**STORED RECORDS**
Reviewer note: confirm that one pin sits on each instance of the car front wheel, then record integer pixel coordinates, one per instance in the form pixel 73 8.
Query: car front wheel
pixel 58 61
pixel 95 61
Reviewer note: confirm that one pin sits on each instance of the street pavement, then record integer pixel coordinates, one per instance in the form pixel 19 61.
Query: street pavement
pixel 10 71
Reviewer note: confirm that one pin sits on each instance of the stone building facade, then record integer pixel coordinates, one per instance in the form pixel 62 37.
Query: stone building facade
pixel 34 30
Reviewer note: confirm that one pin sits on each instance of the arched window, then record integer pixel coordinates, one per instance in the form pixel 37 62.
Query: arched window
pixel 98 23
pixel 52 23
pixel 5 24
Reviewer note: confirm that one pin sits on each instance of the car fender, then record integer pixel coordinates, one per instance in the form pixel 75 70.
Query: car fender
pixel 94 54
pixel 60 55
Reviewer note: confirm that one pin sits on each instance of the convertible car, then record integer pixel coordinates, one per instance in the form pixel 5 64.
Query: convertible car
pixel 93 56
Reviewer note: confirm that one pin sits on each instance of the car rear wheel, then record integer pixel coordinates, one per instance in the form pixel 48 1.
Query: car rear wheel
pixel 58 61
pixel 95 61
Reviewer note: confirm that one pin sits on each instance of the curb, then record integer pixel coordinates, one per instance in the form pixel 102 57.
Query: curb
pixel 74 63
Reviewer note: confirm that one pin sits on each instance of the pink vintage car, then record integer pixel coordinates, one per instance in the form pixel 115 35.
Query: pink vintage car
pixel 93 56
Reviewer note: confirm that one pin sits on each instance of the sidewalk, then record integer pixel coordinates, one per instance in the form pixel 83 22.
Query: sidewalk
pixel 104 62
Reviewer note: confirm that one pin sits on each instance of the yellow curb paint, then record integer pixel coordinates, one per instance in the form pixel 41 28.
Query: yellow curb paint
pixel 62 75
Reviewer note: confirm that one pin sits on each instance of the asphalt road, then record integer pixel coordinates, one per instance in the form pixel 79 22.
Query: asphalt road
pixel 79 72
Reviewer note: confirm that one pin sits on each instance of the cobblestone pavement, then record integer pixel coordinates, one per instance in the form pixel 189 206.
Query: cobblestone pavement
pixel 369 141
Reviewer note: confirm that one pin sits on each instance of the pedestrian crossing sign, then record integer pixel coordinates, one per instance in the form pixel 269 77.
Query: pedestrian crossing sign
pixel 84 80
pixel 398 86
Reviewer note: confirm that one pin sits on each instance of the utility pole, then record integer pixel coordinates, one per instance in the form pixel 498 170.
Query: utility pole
==
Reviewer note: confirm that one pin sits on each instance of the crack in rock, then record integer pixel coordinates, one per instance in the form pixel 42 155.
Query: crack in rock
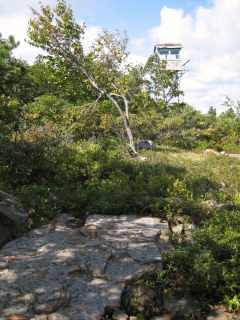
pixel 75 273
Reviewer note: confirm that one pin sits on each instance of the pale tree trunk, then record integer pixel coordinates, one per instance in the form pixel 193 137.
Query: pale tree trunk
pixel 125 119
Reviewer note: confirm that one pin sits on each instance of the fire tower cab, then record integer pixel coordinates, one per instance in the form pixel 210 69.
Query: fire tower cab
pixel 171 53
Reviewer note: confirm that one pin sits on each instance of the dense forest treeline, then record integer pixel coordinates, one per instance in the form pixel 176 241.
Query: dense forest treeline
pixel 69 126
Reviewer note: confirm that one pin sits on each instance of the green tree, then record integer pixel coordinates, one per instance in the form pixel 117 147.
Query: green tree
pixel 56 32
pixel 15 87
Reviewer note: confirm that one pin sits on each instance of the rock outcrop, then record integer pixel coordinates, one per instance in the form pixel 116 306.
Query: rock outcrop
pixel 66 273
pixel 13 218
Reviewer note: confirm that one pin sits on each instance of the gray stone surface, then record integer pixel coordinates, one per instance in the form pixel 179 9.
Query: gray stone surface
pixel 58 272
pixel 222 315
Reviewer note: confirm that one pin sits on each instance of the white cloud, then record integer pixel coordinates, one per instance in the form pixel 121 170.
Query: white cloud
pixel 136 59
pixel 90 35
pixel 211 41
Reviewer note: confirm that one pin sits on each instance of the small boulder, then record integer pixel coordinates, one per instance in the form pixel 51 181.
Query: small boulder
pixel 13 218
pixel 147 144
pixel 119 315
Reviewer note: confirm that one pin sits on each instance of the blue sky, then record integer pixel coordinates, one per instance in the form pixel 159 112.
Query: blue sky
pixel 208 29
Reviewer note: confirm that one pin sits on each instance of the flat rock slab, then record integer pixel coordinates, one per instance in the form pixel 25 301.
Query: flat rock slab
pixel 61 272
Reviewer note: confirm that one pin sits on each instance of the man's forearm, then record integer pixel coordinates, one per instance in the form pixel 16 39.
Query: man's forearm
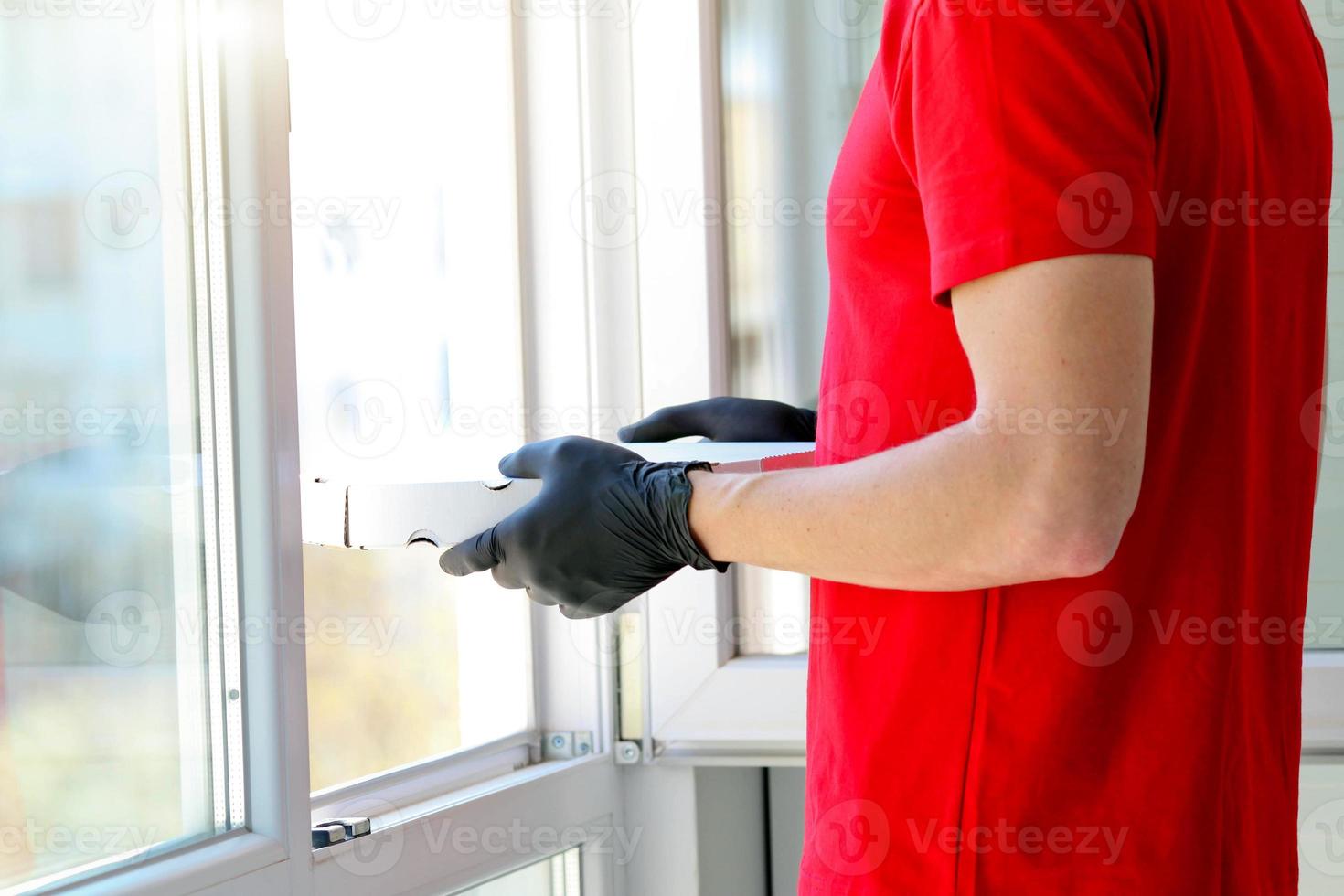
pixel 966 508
---
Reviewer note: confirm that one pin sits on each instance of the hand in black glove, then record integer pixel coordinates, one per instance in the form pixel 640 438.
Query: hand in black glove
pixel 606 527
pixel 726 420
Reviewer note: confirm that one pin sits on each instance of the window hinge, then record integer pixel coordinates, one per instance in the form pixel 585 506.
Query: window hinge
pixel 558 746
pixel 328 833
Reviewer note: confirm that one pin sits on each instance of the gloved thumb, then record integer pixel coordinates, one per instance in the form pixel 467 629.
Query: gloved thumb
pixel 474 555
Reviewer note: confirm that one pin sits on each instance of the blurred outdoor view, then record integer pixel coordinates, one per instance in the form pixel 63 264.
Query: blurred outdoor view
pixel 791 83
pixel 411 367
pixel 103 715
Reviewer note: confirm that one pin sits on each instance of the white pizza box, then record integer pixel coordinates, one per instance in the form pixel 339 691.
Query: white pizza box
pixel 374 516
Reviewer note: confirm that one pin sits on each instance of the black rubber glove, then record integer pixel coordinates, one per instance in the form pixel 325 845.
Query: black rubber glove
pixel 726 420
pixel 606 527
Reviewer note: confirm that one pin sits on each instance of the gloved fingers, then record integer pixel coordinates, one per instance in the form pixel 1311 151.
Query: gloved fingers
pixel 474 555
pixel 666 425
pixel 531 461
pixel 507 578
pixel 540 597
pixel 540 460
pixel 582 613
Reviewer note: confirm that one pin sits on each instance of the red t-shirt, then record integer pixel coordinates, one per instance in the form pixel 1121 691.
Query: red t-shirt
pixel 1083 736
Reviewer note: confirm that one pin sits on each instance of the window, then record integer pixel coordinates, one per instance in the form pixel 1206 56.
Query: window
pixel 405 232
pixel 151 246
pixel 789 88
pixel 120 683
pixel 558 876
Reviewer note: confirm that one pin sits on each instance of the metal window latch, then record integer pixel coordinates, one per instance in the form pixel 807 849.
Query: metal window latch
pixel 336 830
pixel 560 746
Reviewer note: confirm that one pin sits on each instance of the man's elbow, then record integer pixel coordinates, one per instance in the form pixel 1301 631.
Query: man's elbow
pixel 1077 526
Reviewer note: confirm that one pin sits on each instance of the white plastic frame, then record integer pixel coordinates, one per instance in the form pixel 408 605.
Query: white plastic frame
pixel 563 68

**TASK OBJECTIVE**
Render the lines of the records from the line containing "pixel 102 57." through the line containing "pixel 74 63" as a numbered list, omitting blank lines.

**ANSWER TO THE EXERCISE**
1. Reviewer note: confirm that one pin sits on each instance of the curb, then record integer pixel coordinates, one per instance in the form pixel 102 57.
2. Query: curb
3. pixel 74 63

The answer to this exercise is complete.